Excerpts from point annotation data
══════
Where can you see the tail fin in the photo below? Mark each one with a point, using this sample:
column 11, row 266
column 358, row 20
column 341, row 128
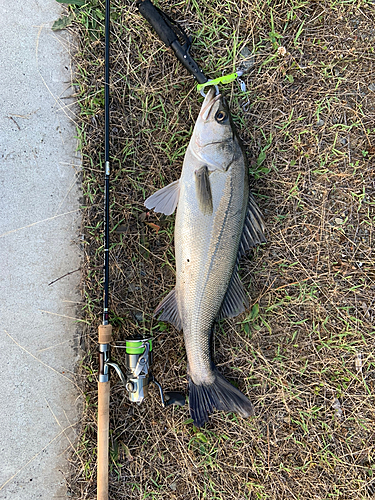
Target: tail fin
column 220, row 395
══════
§ **What the task asks**: Present every line of the records above as a numbered list, skipping any blank lines. Leave the pictures out of your answer.

§ **Response below**:
1. Where can you see the tail fin in the photo below? Mark each one with a point, using this sample:
2. column 11, row 266
3. column 358, row 20
4. column 341, row 128
5. Target: tail fin
6. column 220, row 395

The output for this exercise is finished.